Data records:
----

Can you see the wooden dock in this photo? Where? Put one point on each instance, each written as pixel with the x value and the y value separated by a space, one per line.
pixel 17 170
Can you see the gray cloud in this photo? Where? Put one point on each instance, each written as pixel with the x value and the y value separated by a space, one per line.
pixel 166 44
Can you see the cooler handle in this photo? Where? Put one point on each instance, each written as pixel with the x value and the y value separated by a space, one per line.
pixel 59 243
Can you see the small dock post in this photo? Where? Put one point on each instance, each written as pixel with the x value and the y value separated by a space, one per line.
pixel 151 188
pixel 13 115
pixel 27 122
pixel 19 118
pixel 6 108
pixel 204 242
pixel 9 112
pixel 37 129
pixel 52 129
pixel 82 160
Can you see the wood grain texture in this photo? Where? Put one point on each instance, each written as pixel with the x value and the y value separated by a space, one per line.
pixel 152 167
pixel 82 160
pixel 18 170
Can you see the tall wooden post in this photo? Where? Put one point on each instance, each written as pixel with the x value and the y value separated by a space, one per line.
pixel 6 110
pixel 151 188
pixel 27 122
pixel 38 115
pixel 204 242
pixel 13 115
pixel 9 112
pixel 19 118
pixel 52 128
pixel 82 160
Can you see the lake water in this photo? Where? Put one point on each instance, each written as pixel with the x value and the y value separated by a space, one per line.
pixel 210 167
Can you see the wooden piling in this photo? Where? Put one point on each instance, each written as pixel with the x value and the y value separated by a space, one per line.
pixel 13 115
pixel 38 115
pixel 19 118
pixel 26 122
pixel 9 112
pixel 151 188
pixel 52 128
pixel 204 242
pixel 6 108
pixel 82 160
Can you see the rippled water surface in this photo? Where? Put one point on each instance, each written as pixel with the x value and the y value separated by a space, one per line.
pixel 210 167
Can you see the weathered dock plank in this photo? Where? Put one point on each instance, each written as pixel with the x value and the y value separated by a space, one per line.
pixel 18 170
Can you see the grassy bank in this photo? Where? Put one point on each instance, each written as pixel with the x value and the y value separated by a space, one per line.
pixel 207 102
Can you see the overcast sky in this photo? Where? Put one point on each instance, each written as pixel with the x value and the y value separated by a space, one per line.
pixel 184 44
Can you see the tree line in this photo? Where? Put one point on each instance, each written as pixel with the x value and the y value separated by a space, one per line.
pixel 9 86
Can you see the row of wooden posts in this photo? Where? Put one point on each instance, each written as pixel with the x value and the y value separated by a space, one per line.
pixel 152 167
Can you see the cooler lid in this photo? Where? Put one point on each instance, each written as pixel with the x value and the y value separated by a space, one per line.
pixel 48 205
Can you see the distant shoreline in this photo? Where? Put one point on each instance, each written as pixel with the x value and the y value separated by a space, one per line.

----

▶ **Task requirements**
Present the lines above as a numbered list, omitting any blank lines.

▶ **Written answer**
1. Can you see the wooden dock in this photo? Where? Put one point on each instance, each written as pixel with the x value and the y value separated by a space, one per line.
2. pixel 17 170
3. Can you see the gray cloud in this photo? Where? Put one point on each instance, each written as pixel with the x value and the y value separated by a space, one per line.
4. pixel 166 44
5. Can you see the cooler handle in this photo? Where? Put one point on each instance, each written as pixel with the x value and the y value separated by a space, one per line.
6. pixel 59 243
7. Can you see the small dock post in this photo? Where? Put one point on each instance, each written as pixel with the x value and the y value separated by a space, one per line.
8. pixel 151 188
9. pixel 13 115
10. pixel 27 122
11. pixel 19 118
12. pixel 6 108
13. pixel 204 242
14. pixel 9 112
15. pixel 37 129
16. pixel 52 129
17. pixel 82 160
18. Can you see the wood grain texture in this photo? Where? Put one point on each instance, each written as pixel with the x value and the y value separated by a space, one per line.
19. pixel 152 167
20. pixel 82 160
21. pixel 18 170
22. Can you see the tall wooden post in this photo? Where? Put one point on each instance, each written as pixel with the x value and the y value separated by a space, one per line.
23. pixel 6 110
24. pixel 151 188
25. pixel 27 122
26. pixel 38 115
27. pixel 204 242
28. pixel 13 115
29. pixel 9 112
30. pixel 19 118
31. pixel 52 128
32. pixel 82 160
33. Can you see the lake water in this photo? Where? Put one point on each instance, each written as pixel with the x value and the y value separated by a space, one per line.
34. pixel 210 167
35. Can you see the wooden piling in this photo? Where? Put one point on each instance, each written as pixel with the x value and the y value separated by a space, one per line.
36. pixel 13 115
37. pixel 38 115
38. pixel 19 118
39. pixel 26 122
40. pixel 9 112
41. pixel 151 188
42. pixel 52 128
43. pixel 204 242
44. pixel 6 108
45. pixel 82 160
46. Can you see the rippled water surface in this photo? Where? Put one point on each instance, each written as pixel with the x value and the y value separated by a space, one per line.
47. pixel 210 167
48. Can you see the weathered dock plank in this photo? Where? Put one point on each instance, each written as pixel with the x value and the y value separated by a space, one per line.
49. pixel 18 170
50. Can you see the grassy bank in this photo? Where? Put one point on each instance, each written as pixel with the x value and the y value separated by a space, one per line.
51. pixel 207 102
52. Can you see the overcast sky in this photo? Where? Put one point on each instance, each written as pixel with the x value and the y value separated by a space, one per line.
53. pixel 184 44
54. Can you see the tree line in this photo? Where? Put one point on each instance, each written as pixel with the x value and the y value separated by a space, one per line.
55. pixel 9 86
56. Can you see the row of wooden posts in this photo? Where? Put one point on each instance, each written as pixel with the x value and the y value separated by a space, one per line.
57. pixel 152 167
58. Can you see the cooler lid in this photo? Where? Put one point on each instance, each written as pixel with the x value and the y value separated by a space, one per line.
59. pixel 48 205
60. Can you see the distant shoreline in this photo? Where? Put one point on each instance, each written as pixel with the x value and the y value separated by a space, one per line.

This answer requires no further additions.